##### Information shown

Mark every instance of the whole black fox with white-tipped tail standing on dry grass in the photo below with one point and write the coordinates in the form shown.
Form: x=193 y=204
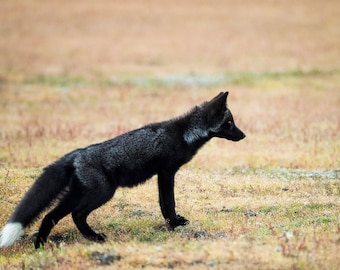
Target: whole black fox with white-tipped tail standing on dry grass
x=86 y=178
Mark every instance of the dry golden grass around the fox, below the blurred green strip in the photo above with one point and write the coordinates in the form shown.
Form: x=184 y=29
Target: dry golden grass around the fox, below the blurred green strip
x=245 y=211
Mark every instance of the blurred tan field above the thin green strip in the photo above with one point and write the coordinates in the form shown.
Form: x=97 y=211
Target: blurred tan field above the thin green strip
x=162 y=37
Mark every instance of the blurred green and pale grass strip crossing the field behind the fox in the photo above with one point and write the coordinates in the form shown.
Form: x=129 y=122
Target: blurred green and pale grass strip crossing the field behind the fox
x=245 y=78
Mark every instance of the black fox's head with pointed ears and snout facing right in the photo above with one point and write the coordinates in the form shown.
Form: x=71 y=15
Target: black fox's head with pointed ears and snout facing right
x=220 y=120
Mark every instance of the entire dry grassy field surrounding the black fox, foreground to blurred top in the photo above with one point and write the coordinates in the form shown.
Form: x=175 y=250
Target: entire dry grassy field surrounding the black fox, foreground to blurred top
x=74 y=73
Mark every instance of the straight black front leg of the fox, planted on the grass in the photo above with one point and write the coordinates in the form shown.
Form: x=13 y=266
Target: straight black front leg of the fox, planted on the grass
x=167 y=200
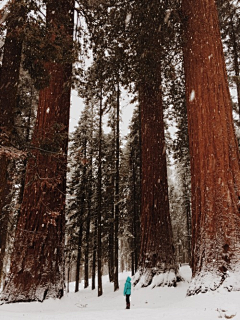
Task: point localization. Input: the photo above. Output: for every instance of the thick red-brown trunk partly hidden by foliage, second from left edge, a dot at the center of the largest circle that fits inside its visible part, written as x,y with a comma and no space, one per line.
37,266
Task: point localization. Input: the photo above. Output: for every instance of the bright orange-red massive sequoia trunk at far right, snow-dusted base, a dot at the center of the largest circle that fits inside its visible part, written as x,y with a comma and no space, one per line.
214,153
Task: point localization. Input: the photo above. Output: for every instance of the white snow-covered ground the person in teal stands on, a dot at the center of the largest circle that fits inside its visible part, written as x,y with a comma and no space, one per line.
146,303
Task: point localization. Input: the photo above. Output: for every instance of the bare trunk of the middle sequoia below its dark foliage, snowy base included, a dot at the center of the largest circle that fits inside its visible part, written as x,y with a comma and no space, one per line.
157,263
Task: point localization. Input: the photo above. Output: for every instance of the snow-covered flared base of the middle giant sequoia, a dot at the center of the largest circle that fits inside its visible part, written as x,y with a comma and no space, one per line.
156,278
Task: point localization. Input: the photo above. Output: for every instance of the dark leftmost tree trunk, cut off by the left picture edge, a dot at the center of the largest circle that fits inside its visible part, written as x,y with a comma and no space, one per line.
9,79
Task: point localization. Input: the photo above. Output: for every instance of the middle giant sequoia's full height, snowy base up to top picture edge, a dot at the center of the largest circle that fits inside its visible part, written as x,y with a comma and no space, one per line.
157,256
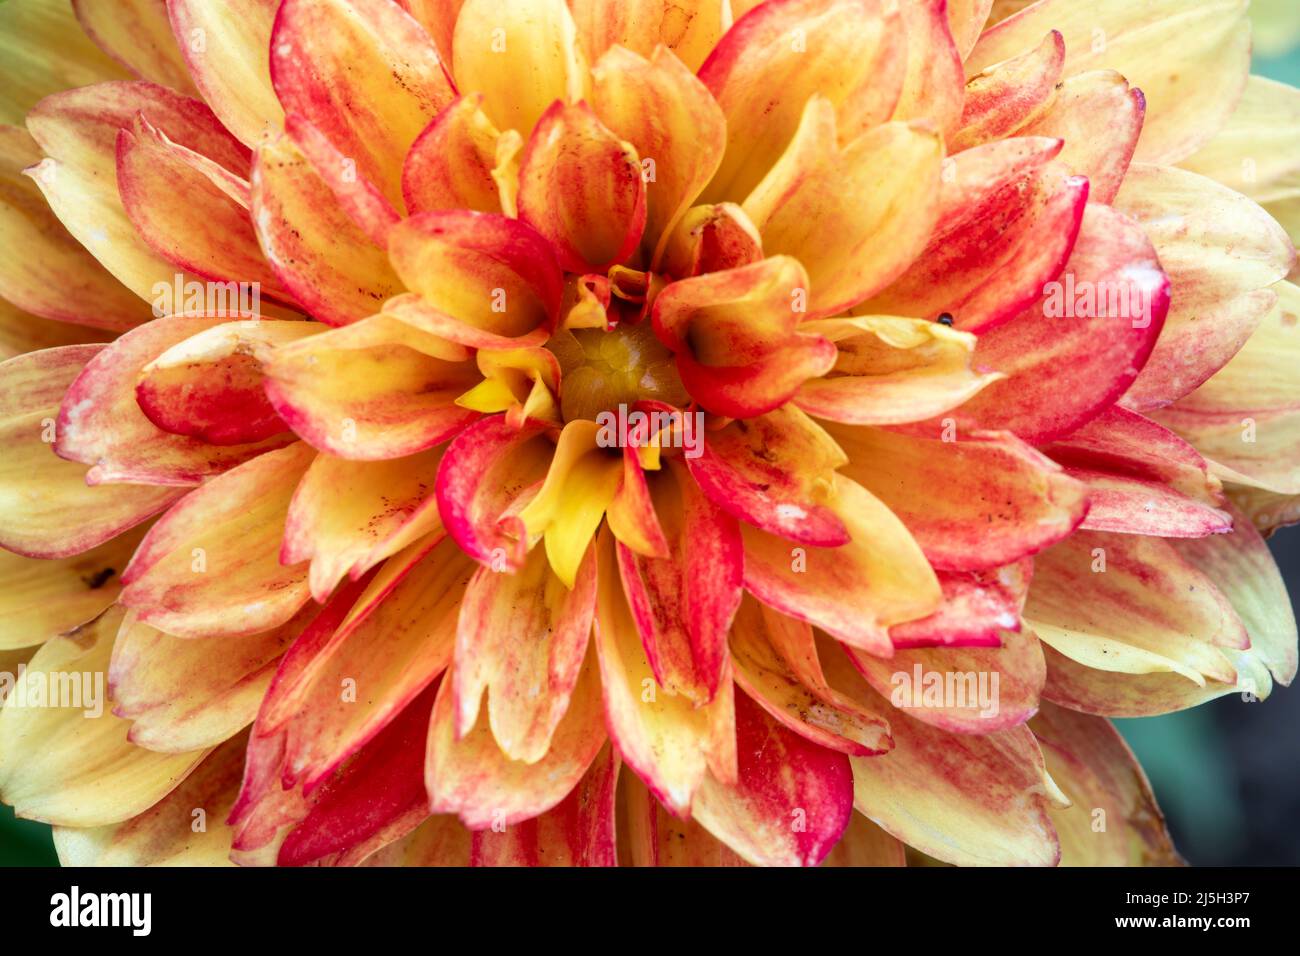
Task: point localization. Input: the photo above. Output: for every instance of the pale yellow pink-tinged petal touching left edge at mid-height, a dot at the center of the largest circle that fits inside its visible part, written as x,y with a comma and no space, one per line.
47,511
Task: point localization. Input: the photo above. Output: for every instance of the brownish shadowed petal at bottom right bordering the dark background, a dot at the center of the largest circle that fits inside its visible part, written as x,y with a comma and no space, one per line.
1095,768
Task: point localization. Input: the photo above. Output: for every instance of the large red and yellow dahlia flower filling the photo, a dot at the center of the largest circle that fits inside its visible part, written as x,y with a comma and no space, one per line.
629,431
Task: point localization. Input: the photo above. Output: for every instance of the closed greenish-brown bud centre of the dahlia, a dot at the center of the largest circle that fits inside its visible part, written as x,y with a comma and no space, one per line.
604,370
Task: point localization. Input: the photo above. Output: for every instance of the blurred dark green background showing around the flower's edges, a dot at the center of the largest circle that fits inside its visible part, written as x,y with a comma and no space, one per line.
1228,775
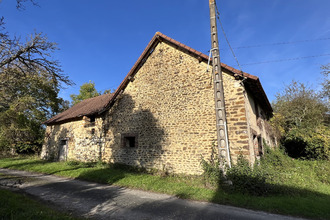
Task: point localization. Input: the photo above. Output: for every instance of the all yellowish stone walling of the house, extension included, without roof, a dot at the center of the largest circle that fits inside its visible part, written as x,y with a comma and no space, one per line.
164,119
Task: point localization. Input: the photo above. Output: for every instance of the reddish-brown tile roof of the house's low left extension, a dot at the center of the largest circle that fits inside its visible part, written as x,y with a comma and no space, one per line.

##########

— Requirement —
Omit the pictures and copy the records above exactly.

— Solution below —
Mark every instance of the whole black fox with white-tipped tail standing on dry grass in the photo below with one point and write the coordinates in the form shown.
Form: x=193 y=204
Target: whole black fox with white-tipped tail standing on dry grass
x=86 y=178
Mark every instance of the dry golden grass around the fox, below the blurred green strip in the photo above with one point and write the coordinates in the form shown.
Form: x=184 y=29
Target: dry golden grass around the fox, below the blurred green strip
x=245 y=211
Mark every instance of the blurred tan field above the thin green strip in the photo above with one point and write the coordinates in the form shown.
Form: x=97 y=211
Target: blurred tan field above the thin green strip
x=162 y=37
Mark every instance of the blurred green and pale grass strip crossing the field behind the fox in the photo above with one point and write the coordinates in the form shown.
Form: x=129 y=122
Target: blurred green and pale grass strip crossing the field behind the fox
x=245 y=78
Mark every instance of the black fox's head with pointed ears and snout facing right in the photo above with one point and write the coordinates in the form shown.
Form: x=71 y=15
Target: black fox's head with pointed ears and snout facing right
x=220 y=120
Mark every instance of the entire dry grassy field surrounding the black fox, foreground to blurred top in the photo above with one point and write the coordinates in the form shown.
Form: x=175 y=250
Target: entire dry grassy field surrounding the black fox, foreground to blurred top
x=74 y=73
Mark every instance of the straight black front leg of the fox, planted on the grass in the photo above with one point and write the coordinates in the form shown.
Form: x=13 y=266
Target: straight black front leg of the fox, planted on the grass
x=167 y=200
Task: point localization. Input: the photo above. Output: for every instance of the thick red-brown trunk partly hidden by foliage, second from left edge, a dot at the center of the largest circle that fits inside its visible part, written as x,y with a comma and no space, one per line.
37,266
Task: point localization. Input: the photo above. Output: for every instance of the bright orange-red massive sequoia trunk at far right, snow-dusted base, a dot at the center of the largest circle that fits inside its visible part, written as x,y with a comma and no space, one per line.
214,153
Task: point localization. Input: the photo above. Output: for every instance of the white snow-covered ground the person in teal stands on, a dot at the center of the largest circle that fits inside its visible part, written as x,y with a comma and no space, one per line.
146,303
Task: point localization. Input: the photo above. Output: for every instance of the bare trunk of the middle sequoia below its dark foliage, snowy base included, a dot at the center of the largest circle that fits inside its visible part, written as x,y with a comma and no space, one per line.
157,263
Task: point localization. Input: the photo above. Output: for every instance of the snow-covered flared base of the middle giant sequoia, a dot at the center of the largest circle that fits inside its visible part, written as x,y with a comma and no space, one per line.
156,278
Task: point localization. Input: the photo above. Output: for every instance of the dark leftmost tree trunk, cut off by the left picture edge, a dot at the center of the largest circle that fits inside its visible part, written as x,y with a comma and no space, one per line.
9,79
Task: point localization. Input: the photo above. Output: for every instance of the middle giant sequoia's full height, snowy base up to top picture edge, a dot at the center of the largest circle that fits inside its visible part, written as x,y with a comma and no space, one per line.
157,256
Task: point localization. Input: the photo above. Output: for every instance of the pale yellow pink-tinged petal touching left edge at mid-height, a dot at the center of the largest circle that fits inside its visible part, written as x,y with a comma and no space, one per line.
47,511
Task: point localization. Input: the photo above. Output: for every instance of the brownish shadowed petal at bottom right bordering the dark background, a dot at the center of the largest circle that fits inside its visible part, written as x,y with a comma and no space, one per line.
1095,768
Task: point localization. Input: the photo above. Output: for every instance of the large red and yellow dahlia flower filling the photo, a dot at the center of the largest circle that fits inside its visible part, written as x,y with a comma and no space, one per line.
629,431
Task: point localization. Input: the photo above. Output: for every instance of the closed greenish-brown bud centre of the dahlia, a dot at the center of the largest circle that fits inside its visible part, written as x,y with a comma and no space, one per line.
604,370
Task: point localization. Input: the photo above. Output: for every instance of the blurred dark green background showing around the flower's edges, a dot at the center of the largest circle that fits inside its visible part, written as x,y with a comma and no space, one per line.
1228,775
Task: point localization. Input: the photo above. Output: for every instance of the all yellowish stone walling of the house, extension included, without roof, a dot at the center of the largest circle that fits inside its visible part, written as x,y with a comma and no space, one per line.
164,119
Task: point localization. Input: the photo above. Output: for every instance of the reddish-brown tile roof of the house's low left extension, a dot at the center of the largest circle that fits inside its visible part, written as x,y with a comma and no space, one per line.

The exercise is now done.